___ Entries
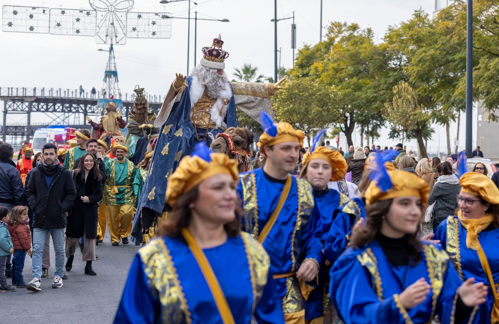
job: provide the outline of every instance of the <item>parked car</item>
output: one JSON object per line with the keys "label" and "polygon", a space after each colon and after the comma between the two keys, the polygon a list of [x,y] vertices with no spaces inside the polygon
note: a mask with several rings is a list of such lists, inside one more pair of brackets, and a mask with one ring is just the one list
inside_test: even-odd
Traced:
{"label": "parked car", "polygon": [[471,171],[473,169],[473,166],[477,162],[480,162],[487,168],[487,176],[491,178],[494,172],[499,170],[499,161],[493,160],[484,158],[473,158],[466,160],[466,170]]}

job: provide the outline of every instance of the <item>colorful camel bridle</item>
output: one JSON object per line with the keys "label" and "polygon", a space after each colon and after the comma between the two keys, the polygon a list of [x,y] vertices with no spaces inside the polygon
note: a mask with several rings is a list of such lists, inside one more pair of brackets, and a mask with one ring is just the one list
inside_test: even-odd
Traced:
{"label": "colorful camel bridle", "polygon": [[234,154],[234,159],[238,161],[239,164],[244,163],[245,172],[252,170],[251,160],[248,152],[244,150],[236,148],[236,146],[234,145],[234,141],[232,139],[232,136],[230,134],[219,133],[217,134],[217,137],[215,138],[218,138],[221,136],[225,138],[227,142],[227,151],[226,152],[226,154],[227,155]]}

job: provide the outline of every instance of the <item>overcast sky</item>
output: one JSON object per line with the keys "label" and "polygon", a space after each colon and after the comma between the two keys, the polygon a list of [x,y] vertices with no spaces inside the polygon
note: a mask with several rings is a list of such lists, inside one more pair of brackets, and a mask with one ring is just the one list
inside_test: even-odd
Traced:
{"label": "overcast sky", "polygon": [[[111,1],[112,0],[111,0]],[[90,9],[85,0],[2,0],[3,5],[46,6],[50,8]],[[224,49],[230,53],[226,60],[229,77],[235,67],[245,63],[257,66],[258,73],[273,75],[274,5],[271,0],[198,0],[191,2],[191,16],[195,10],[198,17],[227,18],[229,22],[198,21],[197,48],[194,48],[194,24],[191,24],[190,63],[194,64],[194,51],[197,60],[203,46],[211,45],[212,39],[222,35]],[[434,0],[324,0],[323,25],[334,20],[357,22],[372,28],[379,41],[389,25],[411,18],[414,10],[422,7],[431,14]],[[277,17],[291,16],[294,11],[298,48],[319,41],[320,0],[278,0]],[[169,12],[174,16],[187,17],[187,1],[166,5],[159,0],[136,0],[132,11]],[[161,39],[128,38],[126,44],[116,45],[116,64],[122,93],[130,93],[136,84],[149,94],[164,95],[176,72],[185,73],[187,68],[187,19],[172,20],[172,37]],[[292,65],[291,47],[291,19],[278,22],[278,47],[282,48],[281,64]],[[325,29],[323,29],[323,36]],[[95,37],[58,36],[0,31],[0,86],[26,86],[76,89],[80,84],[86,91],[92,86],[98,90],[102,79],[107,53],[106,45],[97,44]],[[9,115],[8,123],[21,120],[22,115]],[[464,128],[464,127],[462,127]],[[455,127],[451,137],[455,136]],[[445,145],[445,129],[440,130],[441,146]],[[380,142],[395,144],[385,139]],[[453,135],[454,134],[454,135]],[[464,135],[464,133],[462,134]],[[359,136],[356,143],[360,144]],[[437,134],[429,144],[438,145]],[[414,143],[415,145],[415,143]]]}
______
Aim of the exercise: Repeat all of the records verbatim, leaving out the pictures.

Result of this exercise:
job: provide the outline of every instance of the <item>parked car</item>
output: one JSON object per line with the keys "label" and "polygon", a space after each colon and after the comma between the two keys, the polygon a list of [x,y] vertices with no spaces inside the polygon
note: a mask with several rings is a list of such lists, inside one more pair of brackets, and a mask with one ring is just the one list
inside_test: even-odd
Traced:
{"label": "parked car", "polygon": [[471,171],[473,169],[473,166],[477,162],[480,162],[487,168],[487,176],[491,178],[494,172],[499,170],[499,161],[493,160],[484,158],[473,158],[466,160],[466,170]]}

job: provide the outline of every instance of the <item>colorful camel bridle</item>
output: one JSON object per line with the keys "label" and "polygon", a space after each colon and after the comma between the two keys, the polygon a list of [x,y] vertices with no spaces inside the polygon
note: a mask with several rings is a list of such lists, inside one more pair of brackets, and a mask with one ring is just the one list
inside_test: even-odd
Traced:
{"label": "colorful camel bridle", "polygon": [[234,154],[234,159],[238,161],[239,164],[244,163],[245,172],[252,170],[251,160],[248,152],[244,150],[236,148],[236,146],[234,145],[234,141],[232,139],[232,136],[230,134],[219,133],[217,134],[217,137],[215,138],[218,138],[221,136],[225,138],[227,142],[227,151],[226,152],[226,154],[227,155]]}

job: provide the outline of every instance of the <item>overcast sky</item>
output: one JSON object per line with the keys "label" and "polygon", a space after each colon and after the comma between the two keys, the polygon a list of [x,y] vertices with no spaces inside the polygon
note: a mask with several rings is a list of such lists, inside one more pair of brackets, and a mask with one ring is just the one list
inside_test: even-odd
Traced:
{"label": "overcast sky", "polygon": [[[111,1],[112,0],[111,0]],[[90,9],[85,0],[2,0],[3,5],[46,6],[50,8]],[[224,49],[230,53],[226,60],[229,77],[235,67],[245,63],[257,66],[258,73],[273,75],[274,5],[271,0],[198,0],[191,2],[191,16],[195,10],[198,17],[227,18],[229,22],[198,21],[197,48],[194,48],[194,24],[191,24],[190,63],[194,64],[194,51],[197,60],[203,46],[211,45],[212,39],[222,35]],[[434,0],[324,0],[323,25],[334,20],[357,22],[372,28],[379,41],[389,25],[411,18],[414,10],[422,7],[431,14]],[[277,17],[291,16],[294,11],[298,48],[319,41],[320,0],[278,0]],[[169,12],[174,16],[187,17],[187,1],[166,5],[159,0],[136,0],[132,11]],[[161,39],[128,38],[126,44],[116,45],[116,64],[122,93],[130,93],[136,84],[149,94],[164,95],[176,72],[185,73],[187,68],[187,19],[172,20],[172,37]],[[292,65],[291,47],[291,19],[278,22],[278,47],[282,48],[281,64]],[[325,29],[323,29],[323,36]],[[95,37],[58,36],[0,31],[0,86],[26,86],[76,89],[80,84],[86,91],[92,86],[98,90],[102,79],[107,53],[106,45],[97,44]],[[9,115],[8,123],[21,120],[22,115]],[[464,128],[464,127],[462,127]],[[455,127],[451,137],[455,136]],[[445,145],[445,129],[440,130],[441,146]],[[380,142],[395,144],[385,139]],[[453,135],[454,134],[454,135]],[[464,135],[464,133],[462,134]],[[359,136],[356,143],[360,144]],[[437,134],[429,144],[438,145]],[[414,143],[415,145],[415,143]]]}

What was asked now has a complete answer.